→ PASSAGE TO READ
--- START ---

According to the above, it is assumed that an emergency load shedding is considered because of critical contingencies. The previous algorithm could have an operation similar to that of a systemic protection supplementary scheme (SPS), but considering the minimization of the generation cost and minimization of load shedding, depending on the various operation points and topologies presented in online operation. The power demand rationing should always be the minimum possible. For this the complementary algorithm of Figure 2 has been proposed, which, given the initial dispatch calculated in process P1, obtains the value of the new dispatch and emergency load shedding for each critical contingency.
In the process L4, the presence of critical contingencies is detected through the evaluation of the variable ( P A d i ). If there is no risk due to critical contingencies, the algorithm behaves as shown in Figure 1; otherwise, the complementary algorithm shown in Figure 2, composed of P5 and P6, is executed. With the process P5, a most secure generation dispatch is obtained, despite the existence of critical contingencies. Additionally, the process L3 and processes P3 and P4—through which the economic re-dispatch is obtained from P1—is refined by iteration with the AC simulator.

--- END ---

→ DIRECTIVES
- 1) From the passage on emergency load shedding, copy the words from "In the process" to "the AC simulator.".
- 2) Answer these questions using the passage on emergency load shedding:
(a) For each critical contingency, what does the complementary algorithm of Figure 2 obtain?
(b) Which processes make up the complementary algorithm shown in Figure 2?
(c) What is obtained with process P5?
- 3) Go on with the passage on emergency load shedding, starting after its final sentence.

Items from a dataset:
--- START ---

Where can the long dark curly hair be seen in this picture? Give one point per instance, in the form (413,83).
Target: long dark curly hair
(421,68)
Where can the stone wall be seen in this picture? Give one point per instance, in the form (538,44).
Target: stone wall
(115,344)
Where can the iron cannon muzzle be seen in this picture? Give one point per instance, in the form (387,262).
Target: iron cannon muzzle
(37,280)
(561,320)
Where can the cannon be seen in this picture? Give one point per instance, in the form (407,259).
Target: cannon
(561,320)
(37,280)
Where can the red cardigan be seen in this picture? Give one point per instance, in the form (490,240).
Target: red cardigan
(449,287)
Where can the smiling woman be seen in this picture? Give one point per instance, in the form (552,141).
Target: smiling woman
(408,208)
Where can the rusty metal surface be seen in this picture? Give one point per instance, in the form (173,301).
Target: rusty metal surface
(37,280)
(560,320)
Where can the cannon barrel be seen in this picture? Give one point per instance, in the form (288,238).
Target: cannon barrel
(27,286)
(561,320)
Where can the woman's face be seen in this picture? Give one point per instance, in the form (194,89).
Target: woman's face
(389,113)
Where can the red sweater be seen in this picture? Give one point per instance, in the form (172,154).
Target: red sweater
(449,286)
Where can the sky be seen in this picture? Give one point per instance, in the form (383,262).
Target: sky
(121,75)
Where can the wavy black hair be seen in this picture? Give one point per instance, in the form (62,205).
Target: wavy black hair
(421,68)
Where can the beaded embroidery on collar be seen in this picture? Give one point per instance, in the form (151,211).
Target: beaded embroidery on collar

--- END ---

→ EXERCISE ANSWERS
- 1)
In the process L4, the presence of critical contingencies is detected through the evaluation of the variable ( P A d i ). If there is no risk due to critical contingencies, the algorithm behaves as shown in Figure 1; otherwise, the complementary algorithm shown in Figure 2, composed of P5 and P6, is executed. With the process P5, a most secure generation dispatch is obtained, despite the existence of critical contingencies. Additionally, the process L3 and processes P3 and P4—through which the economic re-dispatch is obtained from P1—is refined by iteration with the AC simulator.

- 2)
(a) The value of the new dispatch and the emergency load shedding.
(b) P5 and P6.
(c) A most secure generation dispatch, despite the existence of critical contingencies.

- 3)
Then, the process P6 considers an adapted optimization model, this time, with the objective of providing a solution of an economic re-dispatch with the possibility of load shedding for each of the critical contingencies. Therefore, the objective function formulated by Equation (1) is used, considering the constraints of the model presented from Equations (2) to (6). Additionally, the constraint in Equation (7) is not considered in the first part of the algorithm, because the calculation of the new economic re-dispatch and load shedding is performed after detecting critical contingencies. Thus, the optimization model is applied to the degraded network after critical contingency; therefore, from each critical contingency, a result of the new economic dispatch and different load shedding is obtained. Finally, the constraint presented in Equation (10) is not required for process P6.

3. Results

3.1. IEEE 39–Bus Power System Test Case

Figure 3 shows the IEEE 39–bus power system test case, which is a simplified model of the New England power grid. This system has ten generators; generator one is an equivalent representation of the rest of the power grid. This power system topology allows one to assess multiple power demand and generation dispatch scenarios.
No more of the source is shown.